Task statement
Write out all of the records below line for line, with no changes.

─── Data for this exercise ───

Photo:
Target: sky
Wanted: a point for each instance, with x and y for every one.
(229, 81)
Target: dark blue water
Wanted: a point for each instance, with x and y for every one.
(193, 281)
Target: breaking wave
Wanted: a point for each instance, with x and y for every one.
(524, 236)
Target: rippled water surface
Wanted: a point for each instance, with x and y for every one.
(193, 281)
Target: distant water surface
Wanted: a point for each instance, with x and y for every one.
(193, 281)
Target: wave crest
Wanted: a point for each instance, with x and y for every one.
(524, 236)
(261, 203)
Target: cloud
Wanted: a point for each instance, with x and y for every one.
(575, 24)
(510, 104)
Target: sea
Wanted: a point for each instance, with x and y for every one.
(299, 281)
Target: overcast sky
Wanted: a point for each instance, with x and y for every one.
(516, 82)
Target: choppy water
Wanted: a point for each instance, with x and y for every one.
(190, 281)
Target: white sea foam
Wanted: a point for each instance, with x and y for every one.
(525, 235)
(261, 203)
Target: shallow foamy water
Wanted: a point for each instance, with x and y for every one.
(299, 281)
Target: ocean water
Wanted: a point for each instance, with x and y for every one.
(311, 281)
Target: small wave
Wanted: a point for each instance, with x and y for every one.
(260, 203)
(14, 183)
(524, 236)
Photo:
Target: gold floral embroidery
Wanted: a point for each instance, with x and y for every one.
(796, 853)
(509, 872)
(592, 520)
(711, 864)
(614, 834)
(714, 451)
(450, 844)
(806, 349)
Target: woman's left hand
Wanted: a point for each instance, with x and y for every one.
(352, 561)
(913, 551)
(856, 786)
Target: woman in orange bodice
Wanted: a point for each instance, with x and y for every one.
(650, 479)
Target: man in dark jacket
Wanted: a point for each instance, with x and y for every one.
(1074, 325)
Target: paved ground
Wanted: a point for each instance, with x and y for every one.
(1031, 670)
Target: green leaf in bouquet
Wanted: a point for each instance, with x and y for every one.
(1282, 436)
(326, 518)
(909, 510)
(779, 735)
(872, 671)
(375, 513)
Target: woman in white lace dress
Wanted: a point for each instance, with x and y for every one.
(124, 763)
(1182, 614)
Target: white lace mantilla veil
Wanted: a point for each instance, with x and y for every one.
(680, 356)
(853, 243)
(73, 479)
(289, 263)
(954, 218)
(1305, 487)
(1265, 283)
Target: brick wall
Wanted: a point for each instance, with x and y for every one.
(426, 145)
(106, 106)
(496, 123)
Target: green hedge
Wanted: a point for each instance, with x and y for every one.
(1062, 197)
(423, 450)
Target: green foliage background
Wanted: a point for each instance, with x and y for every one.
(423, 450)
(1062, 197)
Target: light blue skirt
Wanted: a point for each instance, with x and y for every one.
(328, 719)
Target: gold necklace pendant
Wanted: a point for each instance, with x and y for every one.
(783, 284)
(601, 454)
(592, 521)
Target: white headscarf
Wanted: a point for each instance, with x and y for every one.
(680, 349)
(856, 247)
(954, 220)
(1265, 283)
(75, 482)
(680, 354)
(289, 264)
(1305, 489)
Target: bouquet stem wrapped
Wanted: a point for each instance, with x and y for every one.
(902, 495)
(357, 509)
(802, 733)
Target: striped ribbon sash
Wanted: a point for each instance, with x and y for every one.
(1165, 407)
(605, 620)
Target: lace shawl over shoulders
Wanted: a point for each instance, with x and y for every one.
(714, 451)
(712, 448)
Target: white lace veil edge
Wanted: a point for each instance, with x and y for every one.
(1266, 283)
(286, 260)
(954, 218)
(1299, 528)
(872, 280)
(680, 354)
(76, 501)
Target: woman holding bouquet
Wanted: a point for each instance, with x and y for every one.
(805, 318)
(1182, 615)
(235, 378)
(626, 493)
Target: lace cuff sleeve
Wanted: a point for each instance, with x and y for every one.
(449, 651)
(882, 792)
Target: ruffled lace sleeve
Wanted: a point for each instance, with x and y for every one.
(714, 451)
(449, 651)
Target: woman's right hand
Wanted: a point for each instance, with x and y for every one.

───

Output for this task
Photo:
Target: sky
Wanted: a point for each instance, with x and y for every one.
(229, 81)
Target: dark blue water
Wanted: a point for each instance, with x and y for every one.
(193, 281)
Target: breaking wave
Wanted: a point for each instance, with x and y for every one.
(524, 236)
Target: rippled water surface
Wanted: a point for each instance, with x and y for every one.
(193, 281)
Target: distant water surface
Wanted: a point for each instance, with x and y for every one.
(193, 281)
Target: wave crest
Wanted: a point for each instance, with x and y for every one.
(524, 236)
(261, 203)
Target: cloud
Wanted: a point for each instance, with x and y for every one.
(575, 24)
(510, 104)
Target: sea
Wanted: a point for each instance, with x and y for every one.
(299, 281)
Target: overcast sky
Wanted: a point for each instance, with x and y for every one.
(516, 82)
Target: choppy water
Wanted: a point for each instance, with x and y for every one.
(190, 281)
Target: white sea foam
Wanted: a point for each instance, with x and y for every one.
(525, 235)
(261, 203)
Target: shallow foamy water
Wanted: a point for each instance, with x and y for every one.
(299, 281)
Target: ocean water
Wanted: a point for each instance, with x and y for every one.
(311, 281)
Target: small wave
Wanted: a point for each instance, with x and y for every one.
(260, 203)
(14, 183)
(524, 236)
Photo:
Target: gold floral embroidery
Wanted: a point for each instance, with x and y for every one.
(796, 853)
(509, 872)
(592, 520)
(711, 864)
(614, 834)
(714, 451)
(450, 844)
(806, 349)
Target: woman's left hand
Wanted: a point for each instance, with x and y for every one.
(352, 561)
(913, 551)
(856, 786)
Target: woman in orange bodice
Wanted: a point for each instance, with x and y for every one.
(650, 479)
Target: man in dark jacket
Wanted: a point for each instance, with x and y for every one.
(1074, 325)
Target: paved ground
Wanted: a point for each instance, with x and y for every one.
(1031, 670)
Target: green leaf in bouquet
Wanted: a point for each instance, with x and y for every one.
(1282, 436)
(326, 518)
(909, 510)
(779, 735)
(872, 671)
(375, 513)
Target: woman in white lace dress
Wanted: a point for each instance, with x and y for every one.
(124, 763)
(1182, 614)
Target: white lace mantilla veil
Wanted: a point for each instance, with x and y for every one.
(680, 356)
(853, 243)
(73, 479)
(289, 263)
(954, 218)
(1305, 487)
(1265, 283)
Target: brick wall
Wanted: a point for each instance, with x and y for every one.
(426, 145)
(106, 106)
(496, 123)
Target: green hedge
Wanted: a point for each instance, with x and y for every one.
(1062, 197)
(423, 450)
Target: green foliage background
Wanted: a point for each instance, with x and y for every one.
(423, 450)
(1062, 197)
Target: light blue skirt
Wanted: a point for each instance, with x and y for every one.
(328, 719)
Target: gold necklace pendant
Wanted: a point for each instance, with x and y for every one.
(783, 284)
(601, 454)
(592, 521)
Target: white headscarf
Wanted: a point for each instance, with x and y for every one.
(680, 349)
(856, 247)
(954, 220)
(1265, 283)
(75, 482)
(680, 354)
(289, 264)
(1305, 489)
Target: bouquet stem wrapped
Wanted: a point for each instance, with x and y for every one.
(902, 495)
(357, 509)
(802, 733)
Target: striped ribbon sash
Wanted: a point for each instance, with x and y for every one.
(1165, 407)
(605, 620)
Target: lace shawl over shoulders
Wanted: a point for each instance, with x and y for every one.
(714, 451)
(712, 448)
Target: white lace veil edge
Wanted: a point for each instance, with x and y for every one.
(1266, 283)
(286, 260)
(954, 218)
(1299, 528)
(872, 280)
(680, 354)
(76, 501)
Target: woman holding bouquet
Wanted: a point for each instance, with x and y for every one.
(805, 318)
(1182, 615)
(235, 378)
(626, 493)
Target: lace cuff sleeve
Wanted: a point for each instance, with x and y for every one.
(449, 651)
(882, 792)
Target: ruffled lace sleeve
Wanted: a point for each instance, with x and y for every one.
(714, 451)
(449, 651)
Target: woman's right hand
Wanted: a point for each instance, with x and y for every one.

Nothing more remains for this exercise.